→ **Work to complete**
Please convert every line of the items below into a JSON list of strings, one string per line, with blank lines skipped and the pictures left out.

<<<<

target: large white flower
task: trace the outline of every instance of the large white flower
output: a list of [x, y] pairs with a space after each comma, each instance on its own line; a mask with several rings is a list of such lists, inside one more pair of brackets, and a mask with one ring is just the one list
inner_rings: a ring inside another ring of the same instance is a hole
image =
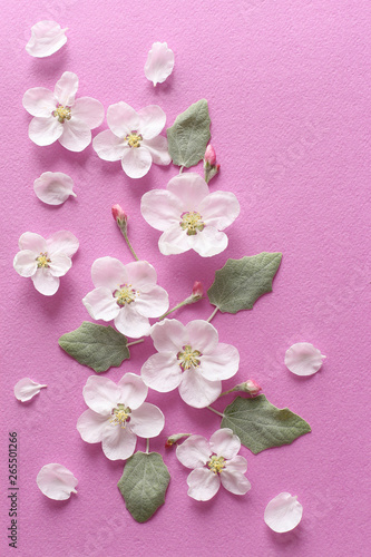
[[92, 319], [114, 319], [127, 336], [149, 334], [148, 317], [168, 310], [167, 292], [156, 286], [156, 271], [146, 261], [124, 265], [114, 257], [100, 257], [92, 263], [91, 278], [96, 289], [85, 296], [84, 305]]
[[182, 465], [194, 470], [187, 478], [188, 495], [197, 501], [208, 501], [222, 486], [235, 495], [245, 495], [251, 483], [244, 473], [247, 462], [237, 456], [241, 441], [232, 429], [223, 428], [212, 434], [209, 442], [192, 436], [176, 448]]
[[167, 190], [147, 192], [140, 209], [150, 226], [163, 231], [158, 247], [164, 255], [193, 248], [209, 257], [228, 245], [226, 234], [221, 231], [237, 218], [240, 204], [230, 192], [211, 194], [198, 174], [187, 173], [170, 179]]
[[159, 392], [178, 387], [191, 407], [214, 402], [222, 392], [222, 380], [238, 370], [237, 349], [219, 343], [216, 329], [207, 321], [191, 321], [184, 326], [175, 319], [165, 319], [152, 328], [150, 336], [158, 353], [143, 365], [144, 382]]
[[45, 240], [39, 234], [25, 232], [19, 238], [20, 252], [13, 266], [18, 274], [31, 277], [38, 292], [52, 296], [59, 289], [59, 277], [72, 266], [71, 257], [79, 242], [68, 231], [56, 232]]
[[105, 109], [90, 97], [75, 99], [78, 84], [76, 74], [65, 71], [53, 91], [35, 87], [25, 92], [23, 107], [35, 116], [28, 135], [36, 145], [51, 145], [58, 139], [66, 149], [80, 152], [90, 144], [90, 129], [100, 126]]
[[87, 443], [99, 443], [110, 460], [131, 457], [137, 436], [157, 437], [165, 418], [159, 408], [145, 402], [148, 389], [135, 373], [126, 373], [116, 384], [91, 375], [82, 394], [89, 410], [77, 421], [77, 429]]
[[104, 160], [121, 160], [130, 178], [141, 178], [152, 163], [169, 165], [167, 139], [160, 136], [166, 121], [164, 110], [157, 105], [138, 113], [126, 102], [111, 105], [107, 110], [110, 129], [94, 138], [92, 147]]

>>>>

→ **Task response**
[
  "target: large white flower",
  "task: trace the outline of every instance of the large white flower",
  "output: a list of [x, y] pairs with a space after each comma, each instance on its own line; a mask with several rings is a list of such lists, inside one more pair of brackets, and a mask with one ring is just the one list",
  "inner_rings: a ring inside another ring of the same instance is a hole",
  "image =",
  "[[92, 319], [114, 319], [127, 336], [149, 334], [148, 317], [168, 310], [167, 292], [156, 286], [156, 271], [146, 261], [124, 265], [114, 257], [100, 257], [92, 263], [91, 278], [96, 289], [85, 296], [84, 305]]",
  "[[182, 465], [194, 470], [187, 478], [188, 495], [197, 501], [208, 501], [222, 486], [235, 495], [245, 495], [251, 483], [244, 473], [247, 462], [237, 456], [241, 441], [232, 429], [223, 428], [212, 434], [209, 442], [192, 436], [176, 448]]",
  "[[167, 190], [147, 192], [140, 209], [150, 226], [163, 231], [158, 247], [164, 255], [193, 248], [209, 257], [228, 245], [226, 234], [221, 231], [237, 218], [240, 204], [230, 192], [211, 194], [198, 174], [187, 173], [170, 179]]",
  "[[159, 392], [178, 387], [191, 407], [214, 402], [222, 392], [222, 380], [238, 370], [237, 349], [219, 343], [216, 329], [207, 321], [191, 321], [184, 326], [175, 319], [165, 319], [152, 328], [150, 336], [158, 353], [143, 365], [144, 382]]",
  "[[45, 240], [39, 234], [25, 232], [19, 238], [20, 252], [13, 266], [18, 274], [31, 277], [38, 292], [52, 296], [59, 289], [59, 277], [72, 266], [71, 257], [79, 242], [68, 231], [56, 232]]",
  "[[105, 109], [90, 97], [75, 99], [78, 84], [76, 74], [65, 71], [53, 91], [35, 87], [25, 92], [23, 107], [35, 116], [28, 135], [36, 145], [51, 145], [58, 139], [66, 149], [80, 152], [90, 144], [90, 129], [100, 126]]",
  "[[87, 443], [99, 443], [110, 460], [131, 457], [137, 436], [157, 437], [165, 418], [159, 408], [145, 402], [148, 389], [135, 373], [126, 373], [116, 384], [91, 375], [82, 394], [89, 410], [77, 421], [77, 429]]",
  "[[104, 160], [121, 160], [130, 178], [141, 178], [152, 163], [169, 165], [167, 139], [160, 136], [166, 121], [164, 110], [157, 105], [138, 113], [126, 102], [111, 105], [107, 110], [110, 129], [94, 138], [92, 147]]"
]